● **Work to be completed**:
Filter the data below down to the lines that contain the word "walking", and copy each of those lines unchanged.

● **Data for this task**:
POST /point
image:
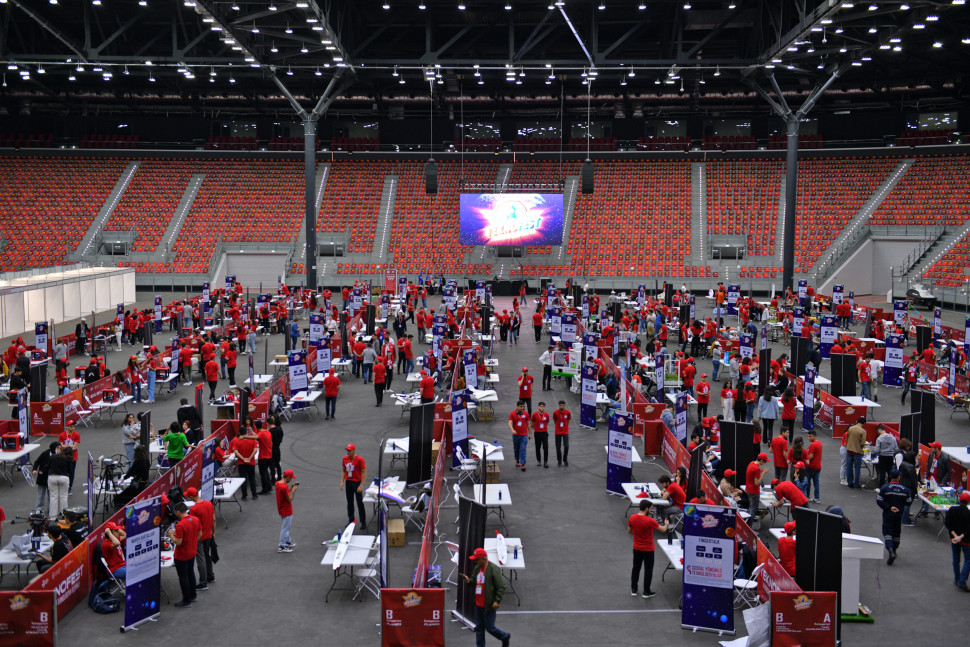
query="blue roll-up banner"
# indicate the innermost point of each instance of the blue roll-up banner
(297, 365)
(899, 313)
(568, 333)
(708, 599)
(207, 489)
(587, 407)
(952, 376)
(680, 411)
(828, 332)
(892, 370)
(619, 452)
(734, 291)
(838, 294)
(41, 336)
(438, 332)
(747, 345)
(555, 321)
(459, 425)
(143, 558)
(798, 320)
(808, 413)
(471, 368)
(316, 327)
(323, 355)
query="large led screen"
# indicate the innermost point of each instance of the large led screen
(511, 218)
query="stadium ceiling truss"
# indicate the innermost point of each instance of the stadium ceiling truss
(514, 58)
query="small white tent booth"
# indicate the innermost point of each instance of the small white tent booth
(61, 295)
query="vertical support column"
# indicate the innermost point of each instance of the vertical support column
(310, 171)
(791, 197)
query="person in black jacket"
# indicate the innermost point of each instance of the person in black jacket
(41, 466)
(189, 413)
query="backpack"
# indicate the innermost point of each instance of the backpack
(101, 600)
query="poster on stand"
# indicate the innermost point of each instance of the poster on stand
(708, 599)
(143, 552)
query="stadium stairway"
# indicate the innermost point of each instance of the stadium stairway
(840, 249)
(86, 246)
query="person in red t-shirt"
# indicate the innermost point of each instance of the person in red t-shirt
(353, 474)
(641, 525)
(779, 450)
(525, 388)
(185, 535)
(753, 474)
(284, 505)
(265, 440)
(520, 426)
(786, 549)
(786, 490)
(561, 418)
(331, 386)
(540, 427)
(113, 549)
(206, 514)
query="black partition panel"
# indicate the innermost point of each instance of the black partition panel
(799, 355)
(844, 374)
(471, 535)
(737, 447)
(924, 404)
(818, 552)
(420, 435)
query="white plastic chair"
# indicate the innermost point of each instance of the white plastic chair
(747, 590)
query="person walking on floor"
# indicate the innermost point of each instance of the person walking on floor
(353, 474)
(489, 590)
(641, 525)
(284, 505)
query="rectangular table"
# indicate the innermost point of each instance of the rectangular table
(357, 555)
(6, 458)
(514, 563)
(497, 497)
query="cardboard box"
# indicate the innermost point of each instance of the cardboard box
(493, 474)
(395, 532)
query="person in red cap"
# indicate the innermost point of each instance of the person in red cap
(786, 549)
(489, 590)
(353, 474)
(185, 535)
(331, 386)
(958, 524)
(703, 396)
(284, 505)
(525, 388)
(206, 514)
(753, 474)
(113, 549)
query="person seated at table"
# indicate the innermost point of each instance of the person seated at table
(58, 550)
(113, 550)
(672, 493)
(788, 491)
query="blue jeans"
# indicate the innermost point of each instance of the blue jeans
(519, 446)
(853, 468)
(485, 621)
(813, 482)
(285, 531)
(960, 575)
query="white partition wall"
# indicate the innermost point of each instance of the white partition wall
(62, 296)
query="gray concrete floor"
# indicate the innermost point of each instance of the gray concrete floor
(575, 588)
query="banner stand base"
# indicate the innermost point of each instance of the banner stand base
(135, 626)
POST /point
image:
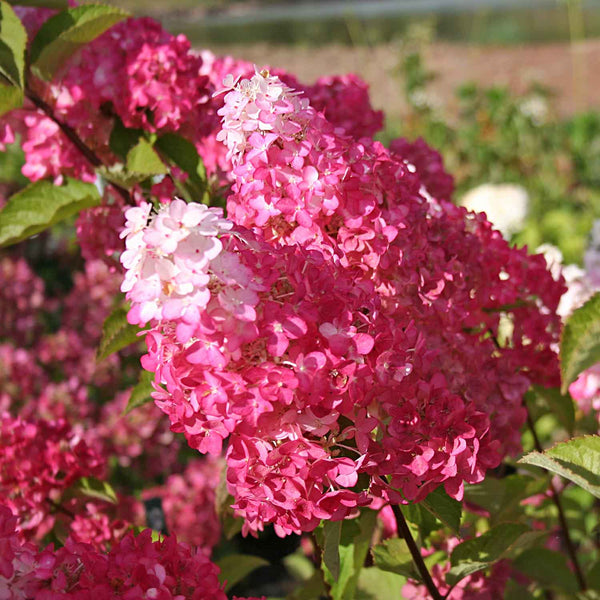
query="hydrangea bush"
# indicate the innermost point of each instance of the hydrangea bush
(227, 308)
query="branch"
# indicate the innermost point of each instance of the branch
(561, 513)
(404, 532)
(72, 135)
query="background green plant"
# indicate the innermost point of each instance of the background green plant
(498, 136)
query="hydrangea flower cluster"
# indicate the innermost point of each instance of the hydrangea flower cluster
(137, 567)
(189, 503)
(478, 586)
(582, 285)
(39, 460)
(345, 327)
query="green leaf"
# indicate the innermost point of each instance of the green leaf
(394, 556)
(13, 41)
(477, 553)
(183, 154)
(58, 4)
(119, 175)
(94, 488)
(332, 532)
(515, 591)
(310, 589)
(418, 515)
(140, 394)
(375, 584)
(65, 33)
(11, 97)
(445, 509)
(560, 405)
(354, 543)
(577, 460)
(593, 576)
(580, 342)
(234, 567)
(41, 205)
(502, 497)
(123, 139)
(117, 333)
(548, 568)
(142, 158)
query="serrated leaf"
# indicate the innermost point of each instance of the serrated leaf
(41, 205)
(13, 41)
(155, 536)
(65, 33)
(117, 333)
(119, 175)
(478, 553)
(183, 154)
(94, 488)
(515, 591)
(142, 158)
(375, 584)
(559, 404)
(123, 139)
(592, 576)
(548, 568)
(310, 589)
(58, 4)
(577, 460)
(502, 497)
(580, 342)
(394, 556)
(141, 393)
(234, 567)
(11, 97)
(332, 532)
(445, 509)
(354, 542)
(418, 515)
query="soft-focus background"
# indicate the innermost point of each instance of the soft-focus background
(505, 89)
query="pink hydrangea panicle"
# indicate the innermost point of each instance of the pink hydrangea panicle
(167, 259)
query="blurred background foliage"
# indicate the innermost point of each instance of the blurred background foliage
(500, 137)
(487, 133)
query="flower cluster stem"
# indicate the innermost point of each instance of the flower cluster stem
(404, 532)
(561, 513)
(71, 134)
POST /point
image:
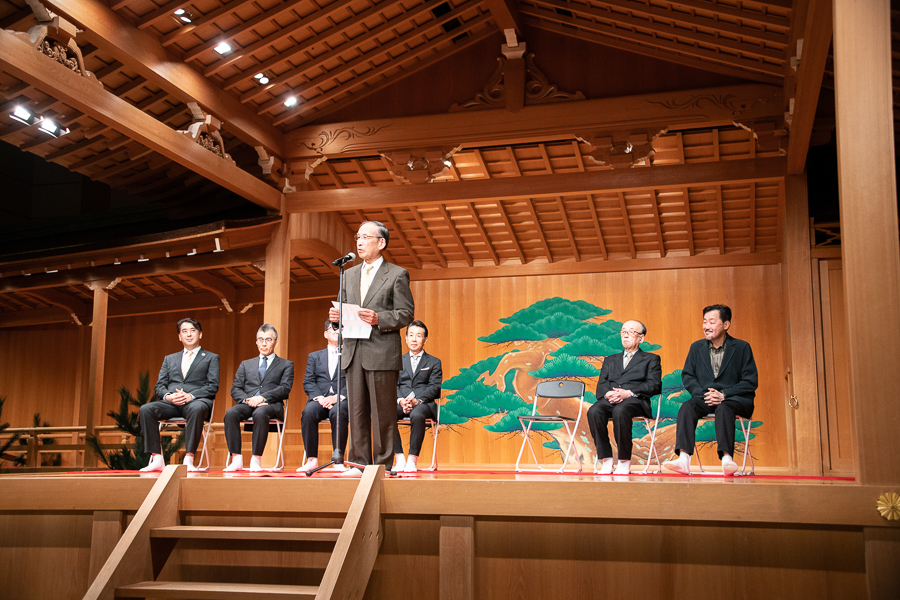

● **Task solution**:
query="person walking on floor"
# indicate the innermost point of each instance of the person walking on floor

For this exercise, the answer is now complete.